§ **DOCUMENT**:
▼

Hello Enterprise Community Members!
My name is Marcus, Product Manager on Confluence Server & Data Center. 👋
We know that onboarding and training end-users to use Atlassian products can be time-consuming for many of you. Some of you have told us that you spend a considerable amount of time delivering training or creating instructional pages and spaces for your organization, in order to ensure that your teams know how to use Confluence.
We appreciate your efforts and are currently exploring different formats to deliver instructional training to Confluence users, in order to save you time and effort.
In order to build relevant training, we’d like to hear from you. We’re looking to understand:
What user actions do new Confluence users have trouble learning in your organization?
In your view, what are the top actions a user needs to learn to be proficient at Confluence in your organization? Feel free to list as many as you see fit.
How does your organization use Confluence? Examples: wiki, intranet, knowledge base, documentation, general workspace
Please feel free to share these insights as comments below, or if you’d prefer to keep it private, here is a Google Form link where you can submit a response.
https://forms.gle/A993y3hHC34nbxWPA
Your input is greatly appreciated!
Thank you for the feedback Boris.
To clarify, do you think spaces itself (as a concept) are difficult to learn as a new user? E.g. the nuances between site spaces vs. pages vs. personal spaces could get lost if onboarding was not clear on it
Or rather, do you think that users generally understand spaces well enough, but current methods of onboarding need improvement so that users understand the implications of what spaces are before committing them to further space-related actions?

▲

§ **GIVEN INFORMATION**:
▼

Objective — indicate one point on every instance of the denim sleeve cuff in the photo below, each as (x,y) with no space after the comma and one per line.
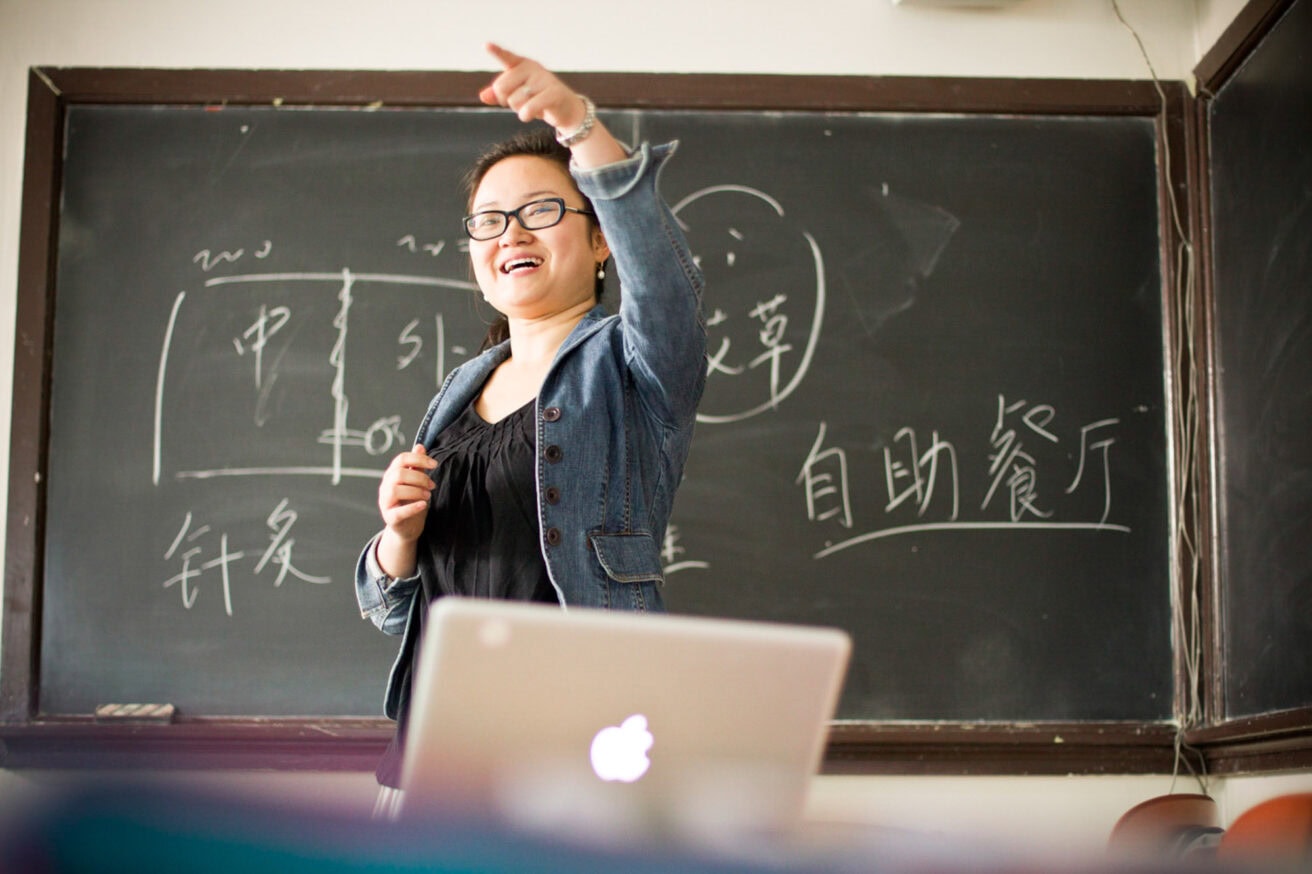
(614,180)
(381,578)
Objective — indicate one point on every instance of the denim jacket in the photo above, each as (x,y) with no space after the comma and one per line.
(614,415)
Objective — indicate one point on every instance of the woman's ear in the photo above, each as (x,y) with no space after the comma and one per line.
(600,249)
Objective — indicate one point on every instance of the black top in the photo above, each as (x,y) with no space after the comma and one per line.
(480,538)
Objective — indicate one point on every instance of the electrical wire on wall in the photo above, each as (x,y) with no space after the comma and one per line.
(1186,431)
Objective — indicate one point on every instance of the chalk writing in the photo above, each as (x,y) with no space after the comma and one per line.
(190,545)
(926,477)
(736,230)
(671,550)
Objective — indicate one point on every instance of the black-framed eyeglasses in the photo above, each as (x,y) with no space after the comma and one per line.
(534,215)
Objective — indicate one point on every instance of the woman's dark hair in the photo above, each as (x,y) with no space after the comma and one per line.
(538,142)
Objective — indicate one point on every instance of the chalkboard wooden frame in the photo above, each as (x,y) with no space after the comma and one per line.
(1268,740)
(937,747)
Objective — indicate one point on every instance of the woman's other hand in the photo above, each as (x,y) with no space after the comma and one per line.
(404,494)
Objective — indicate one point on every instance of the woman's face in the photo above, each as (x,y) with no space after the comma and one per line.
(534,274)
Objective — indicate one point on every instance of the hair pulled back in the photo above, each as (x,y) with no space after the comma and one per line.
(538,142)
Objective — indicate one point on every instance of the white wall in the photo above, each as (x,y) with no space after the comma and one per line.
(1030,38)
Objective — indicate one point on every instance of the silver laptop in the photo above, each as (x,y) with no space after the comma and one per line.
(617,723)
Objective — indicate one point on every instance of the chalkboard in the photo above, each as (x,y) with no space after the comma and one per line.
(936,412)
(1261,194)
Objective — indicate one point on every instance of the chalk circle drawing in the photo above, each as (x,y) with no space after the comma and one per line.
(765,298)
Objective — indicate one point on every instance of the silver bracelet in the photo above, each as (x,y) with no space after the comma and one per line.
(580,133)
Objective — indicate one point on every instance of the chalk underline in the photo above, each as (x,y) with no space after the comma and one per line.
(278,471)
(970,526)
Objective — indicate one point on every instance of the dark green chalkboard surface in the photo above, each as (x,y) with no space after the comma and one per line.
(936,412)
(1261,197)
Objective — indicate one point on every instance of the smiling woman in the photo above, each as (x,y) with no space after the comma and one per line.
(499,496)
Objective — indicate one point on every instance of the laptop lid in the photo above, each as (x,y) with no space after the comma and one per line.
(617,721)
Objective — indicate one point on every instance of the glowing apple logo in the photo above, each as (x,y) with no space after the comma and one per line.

▲

§ **PROBLEM**: Reproduce the Confluence training post in full, word for word.

§ **WRITTEN RESPONSE**:
Hello Enterprise Community Members!
My name is Marcus, Product Manager on Confluence Server & Data Center. 👋
We know that onboarding and training end-users to use Atlassian products can be time-consuming for many of you. Some of you have told us that you spend a considerable amount of time delivering training or creating instructional pages and spaces for your organization, in order to ensure that your teams know how to use Confluence.
We appreciate your efforts and are currently exploring different formats to deliver instructional training to Confluence users, in order to save you time and effort.
In order to build relevant training, we’d like to hear from you. We’re looking to understand:
What user actions do new Confluence users have trouble learning in your organization?
In your view, what are the top actions a user needs to learn to be proficient at Confluence in your organization? Feel free to list as many as you see fit.
How does your organization use Confluence? Examples: wiki, intranet, knowledge base, documentation, general workspace
Please feel free to share these insights as comments below, or if you’d prefer to keep it private, here is a Google Form link where you can submit a response.
https://forms.gle/A993y3hHC34nbxWPA
Your input is greatly appreciated!
Thank you for the feedback Boris.
To clarify, do you think spaces itself (as a concept) are difficult to learn as a new user? E.g. the nuances between site spaces vs. pages vs. personal spaces could get lost if onboarding was not clear on it
Or rather, do you think that users generally understand spaces well enough, but current methods of onboarding need improvement so that users understand the implications of what spaces are before committing them to further space-related actions?